Copy the material below word for word, leaving out the pictures.
+ + + + +
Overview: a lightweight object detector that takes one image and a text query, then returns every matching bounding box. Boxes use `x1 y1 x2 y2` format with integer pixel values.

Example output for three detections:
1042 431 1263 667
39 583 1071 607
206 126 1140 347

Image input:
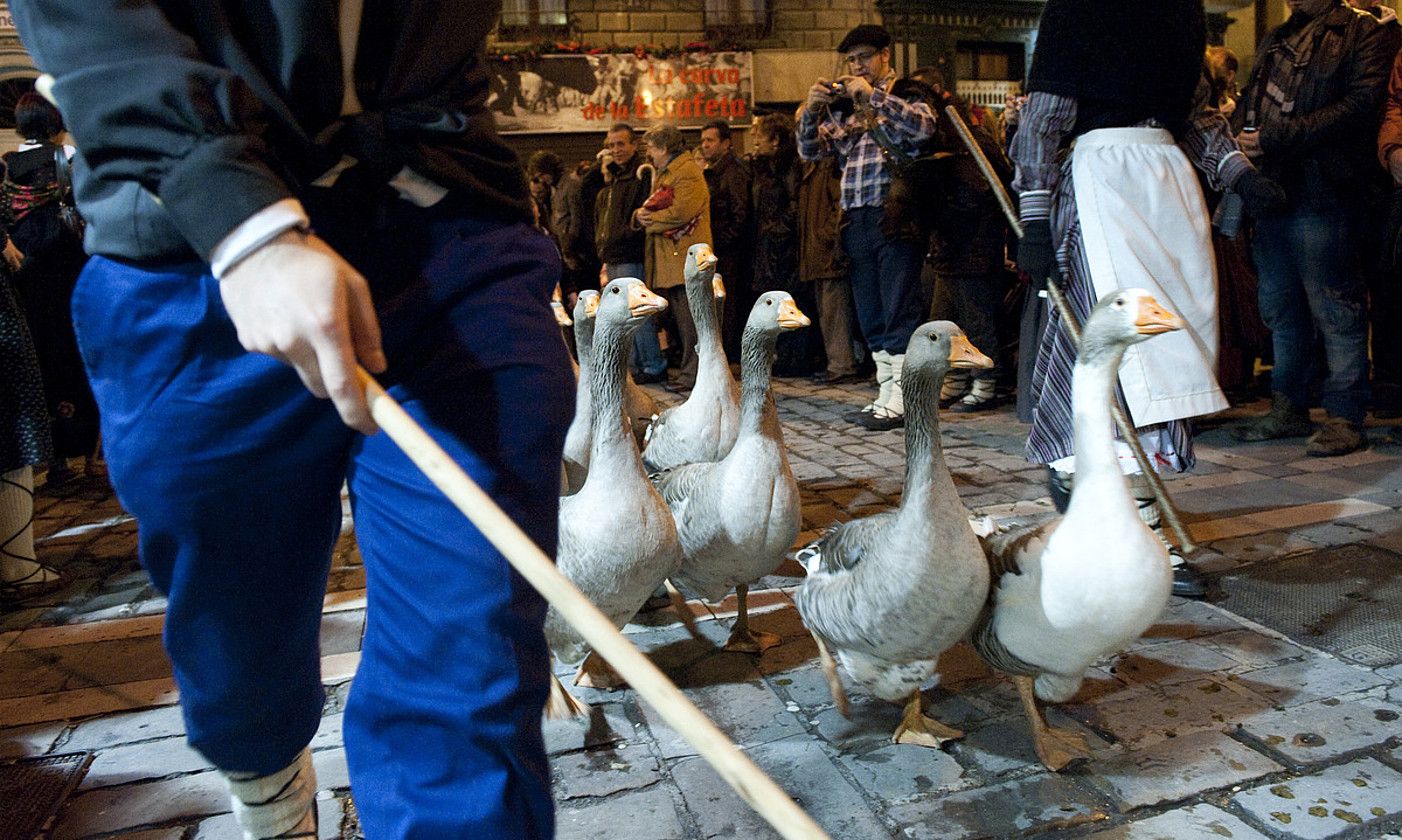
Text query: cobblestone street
0 380 1402 840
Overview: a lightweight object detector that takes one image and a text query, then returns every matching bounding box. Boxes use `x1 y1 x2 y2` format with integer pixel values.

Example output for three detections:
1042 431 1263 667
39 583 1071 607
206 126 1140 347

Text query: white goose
559 289 600 496
545 278 681 687
794 321 993 746
970 289 1183 770
642 243 740 471
652 292 812 653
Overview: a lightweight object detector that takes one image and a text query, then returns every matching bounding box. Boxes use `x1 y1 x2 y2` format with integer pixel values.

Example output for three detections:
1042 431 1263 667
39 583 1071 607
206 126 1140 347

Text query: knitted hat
837 24 890 52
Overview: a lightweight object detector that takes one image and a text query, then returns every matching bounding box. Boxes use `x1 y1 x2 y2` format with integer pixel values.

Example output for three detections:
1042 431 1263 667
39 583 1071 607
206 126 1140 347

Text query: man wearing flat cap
796 24 935 431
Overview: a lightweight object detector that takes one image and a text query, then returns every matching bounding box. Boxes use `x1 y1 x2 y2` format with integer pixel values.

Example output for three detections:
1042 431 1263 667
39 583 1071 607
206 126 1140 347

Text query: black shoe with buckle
1173 562 1207 600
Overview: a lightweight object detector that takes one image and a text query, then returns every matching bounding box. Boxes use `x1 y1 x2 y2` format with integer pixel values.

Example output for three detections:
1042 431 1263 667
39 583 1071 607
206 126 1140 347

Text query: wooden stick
945 105 1197 554
356 369 829 840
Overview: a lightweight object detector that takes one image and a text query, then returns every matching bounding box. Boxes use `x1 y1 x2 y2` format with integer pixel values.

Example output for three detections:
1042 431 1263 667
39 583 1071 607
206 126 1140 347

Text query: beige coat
644 151 711 289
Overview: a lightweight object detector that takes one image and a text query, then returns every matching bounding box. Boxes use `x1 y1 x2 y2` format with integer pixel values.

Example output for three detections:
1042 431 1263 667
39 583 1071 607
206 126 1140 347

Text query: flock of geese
545 244 1183 770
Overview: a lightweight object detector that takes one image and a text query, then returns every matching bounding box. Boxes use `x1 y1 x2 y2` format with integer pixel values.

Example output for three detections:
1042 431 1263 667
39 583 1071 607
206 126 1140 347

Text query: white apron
1071 128 1227 426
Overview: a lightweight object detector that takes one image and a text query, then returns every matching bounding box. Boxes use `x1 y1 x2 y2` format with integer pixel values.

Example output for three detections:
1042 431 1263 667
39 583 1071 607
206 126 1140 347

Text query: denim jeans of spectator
604 262 667 376
1252 208 1368 424
843 208 925 353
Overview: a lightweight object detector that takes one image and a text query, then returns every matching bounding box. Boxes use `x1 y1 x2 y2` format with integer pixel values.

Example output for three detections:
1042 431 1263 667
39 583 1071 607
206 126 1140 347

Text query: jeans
73 202 573 840
1252 208 1368 424
843 208 925 355
604 262 667 376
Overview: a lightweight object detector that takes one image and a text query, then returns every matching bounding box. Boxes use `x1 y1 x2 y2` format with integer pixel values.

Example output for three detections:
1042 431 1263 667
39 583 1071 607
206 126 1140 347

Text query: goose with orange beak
545 278 681 687
652 292 812 653
794 321 993 747
970 289 1183 770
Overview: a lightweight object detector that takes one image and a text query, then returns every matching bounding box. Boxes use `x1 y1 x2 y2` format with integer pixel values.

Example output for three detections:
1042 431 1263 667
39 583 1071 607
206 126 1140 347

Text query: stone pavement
+ + + + +
▶ **Exercise output**
Overview: a lightweight object detector that takes one image and a text query, then returns every matching bounding box. Boxes use `x1 y1 x2 y2` format with integer pixel values.

Example output for three detections:
1042 431 1263 667
39 583 1071 607
206 126 1140 347

Image input:
Text query: cobblestone street
0 380 1402 840
Overview: a lightweight object detector that takes one image and a text query, then returns every matching bounding box. Boxes use `x1 y1 x2 y2` format with integer pixel values.

Example output for three detections:
1042 431 1263 667
39 583 1071 607
206 126 1140 347

Text query: white goose
559 289 600 496
545 278 681 687
794 321 993 746
970 289 1183 770
642 243 740 471
652 292 812 653
Overview: a lightweight object detector that takes one image and a text query, then returns every matching bounding box. Boxes use `x1 y1 x2 y2` format with integer pixel values.

Example output for three detections:
1042 431 1263 667
39 583 1071 607
206 126 1140 347

Text query: knitted hat
837 24 890 52
Overview: a lightweight object detector that takes one image and a text query, then returns every matching bounding box. Boxes use `x1 y1 x2 y2` format with integer pixel values.

Example output for three detections:
1042 431 1263 667
39 583 1071 607
206 126 1140 347

Text query: man wearing flat cap
796 24 935 431
Overview: a lightweight object detector that takes one image and a text query, then returns every matching bounding box. Boxes use `x1 y1 x2 y2` format with integer pixel values.

Example output for three detections:
1042 431 1263 667
39 583 1071 607
206 126 1140 347

Text query: black shoe with buckle
1173 562 1207 600
Overview: a lightweight object detector that takes one image and a text query, then returns every matching bounding box. Boxes use `x1 y1 x2 y2` format with integer pixel values.

Example output for three detections:
1042 431 1263 667
39 583 1071 607
206 126 1140 347

Text query: wooden stick
945 105 1197 554
356 369 829 840
Overview: a lightweight object detector that takes one image and a text query, then returns every matching bounding box. Boxes use `x1 y1 x2 y2` format with integer pixel values.

Example output for three detections:
1042 431 1263 667
39 583 1071 607
206 126 1140 347

Text query: beige coat
644 151 711 289
Overview: a lightweight object detector that takes one image and a text query, then returns every matching bounding box. Boxes use `x1 y1 x2 y2` format with integer pixel values.

Example output for three detections:
1042 431 1263 667
39 583 1071 607
206 126 1140 347

Text query: flock of geese
545 244 1183 770
Overview: a lightweight object detector that takes one image and a text query, then returns every matching bounding box. Boxes use `x1 y1 x2 y2` format with integer pixel values.

Example output for three detections:
1042 431 1263 667
39 583 1071 607
206 126 1140 347

Text query: white apron
1071 128 1227 426
Overview: a lightweight object detector that takes one image and a text query, then returns every matching bounding box. Boxes use `x1 y1 x2 y2` format with integer pixel values.

Example output for three detections:
1042 431 1263 667
39 583 1071 607
206 126 1140 347

Text query: denim jeans of spectator
604 262 667 376
1252 208 1368 424
843 208 925 353
Overview: a lightweight object detector that takes one image and a text query, then returns every matching bounding box. Boxes use `x1 y1 x2 y2` format with integer pixel values.

Example output for three detections:
1042 431 1263 667
39 583 1071 607
206 126 1140 347

Text query: jeans
73 202 573 840
1252 208 1368 424
843 208 925 355
604 262 667 376
Overview: a lightweight object detector that takes one image and a text query, then returns every matching bounding box. Boxes use `x1 y1 x2 y2` format with integer pixel values.

Example output for three detections:
1042 431 1263 667
39 583 1071 607
206 126 1140 347

Text query: goose with orange beak
545 278 681 687
652 292 812 653
794 321 993 747
970 289 1183 770
Overview: a lightweight object detector that takes one image and a text query, then returns every matching bounding box. Boxes use `x1 y1 x2 y2` format with integer pixel values.

Example output for three detections:
1042 431 1263 667
39 583 1071 607
206 126 1140 347

Text query: stone pavement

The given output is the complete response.